Problem to solve: The listing below should be copied in full, word for word.

Collection entries:
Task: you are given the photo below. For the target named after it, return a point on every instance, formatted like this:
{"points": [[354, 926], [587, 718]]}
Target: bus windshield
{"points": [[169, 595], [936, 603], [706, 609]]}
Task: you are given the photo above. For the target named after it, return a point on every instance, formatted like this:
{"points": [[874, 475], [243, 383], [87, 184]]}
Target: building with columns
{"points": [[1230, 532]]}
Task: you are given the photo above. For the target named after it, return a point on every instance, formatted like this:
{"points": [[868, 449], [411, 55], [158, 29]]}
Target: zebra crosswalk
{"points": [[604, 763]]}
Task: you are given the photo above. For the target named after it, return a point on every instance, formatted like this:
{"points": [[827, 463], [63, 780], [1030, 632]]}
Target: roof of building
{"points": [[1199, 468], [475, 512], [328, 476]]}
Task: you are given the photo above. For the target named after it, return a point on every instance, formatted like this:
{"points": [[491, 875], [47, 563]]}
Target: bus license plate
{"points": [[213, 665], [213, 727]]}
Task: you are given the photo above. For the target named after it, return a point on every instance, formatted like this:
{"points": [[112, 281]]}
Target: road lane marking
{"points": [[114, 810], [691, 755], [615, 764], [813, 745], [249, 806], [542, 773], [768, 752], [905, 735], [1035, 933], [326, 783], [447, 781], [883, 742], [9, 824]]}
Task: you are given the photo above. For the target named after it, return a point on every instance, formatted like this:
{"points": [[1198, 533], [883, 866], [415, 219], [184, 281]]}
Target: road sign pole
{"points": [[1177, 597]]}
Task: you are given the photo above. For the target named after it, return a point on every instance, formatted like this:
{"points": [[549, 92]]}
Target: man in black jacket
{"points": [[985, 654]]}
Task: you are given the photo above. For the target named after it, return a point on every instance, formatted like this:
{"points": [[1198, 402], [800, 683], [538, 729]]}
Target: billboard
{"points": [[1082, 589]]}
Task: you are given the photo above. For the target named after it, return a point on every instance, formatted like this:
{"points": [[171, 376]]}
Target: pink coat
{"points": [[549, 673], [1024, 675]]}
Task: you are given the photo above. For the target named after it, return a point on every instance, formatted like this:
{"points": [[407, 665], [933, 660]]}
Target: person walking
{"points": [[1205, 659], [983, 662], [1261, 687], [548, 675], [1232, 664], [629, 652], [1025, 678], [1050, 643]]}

In response:
Task: you are given the photo below. For the target named after it, return a point on every instance, formatted like this:
{"points": [[354, 926], [587, 718]]}
Target: bus windshield
{"points": [[169, 595], [936, 603], [706, 609]]}
Task: you are given the photo above. For the target named after it, return a point on every instance, formatted like this:
{"points": [[874, 475], [243, 383], [87, 184]]}
Target: building with columns
{"points": [[1230, 532]]}
Task: you are given the photo above. For the target named after it, return a point on every instance, formatted like this:
{"points": [[868, 449], [411, 55], [158, 29]]}
Target: zebra crosswalk
{"points": [[604, 763]]}
Task: you are given the photo above. For the target named after it, return a point on every instance, formatted like this:
{"points": [[827, 463], [63, 780], [1030, 632]]}
Target: roof of building
{"points": [[1199, 468], [475, 512], [328, 476]]}
Task: you are given the photo above. For the target named after it, return a point on every instance, formatted like this:
{"points": [[491, 875], [47, 563]]}
Target: bus license plate
{"points": [[213, 665], [213, 727]]}
Task: you are given the photo above. For the target named after it, return a point on every instance, formatted like this:
{"points": [[112, 281]]}
Target: road lane marking
{"points": [[114, 810], [691, 755], [615, 764], [813, 745], [249, 806], [542, 773], [768, 752], [905, 735], [1035, 933], [326, 783], [447, 781], [883, 742], [9, 824]]}
Task: you are given the photo above. For the target named after it, return a point on every instance, formatted like this:
{"points": [[1198, 533], [883, 866], [415, 219], [184, 281]]}
Target: road sign pole
{"points": [[1177, 597]]}
Task: you are given the photo above. For the target named after it, return a point on every instance, formatted like this:
{"points": [[549, 92]]}
Target: man in black jacket
{"points": [[985, 654]]}
Task: you are given the photo above. For the target named after it, return a point on every instance, formatted like this:
{"points": [[1198, 402], [800, 683], [538, 729]]}
Target: billboard
{"points": [[1082, 589]]}
Task: you are given the photo above. For the target named after it, return a point on every instance, formatted like this:
{"points": [[171, 376]]}
Target: pink coat
{"points": [[549, 673], [1024, 675]]}
Task: you are given the photo above. For the target named after it, return a point on every instance, formatted like this:
{"points": [[407, 665], [933, 660]]}
Target: person walking
{"points": [[1205, 659], [983, 662], [1261, 687], [548, 675], [1232, 664], [629, 652], [1025, 678], [1050, 643]]}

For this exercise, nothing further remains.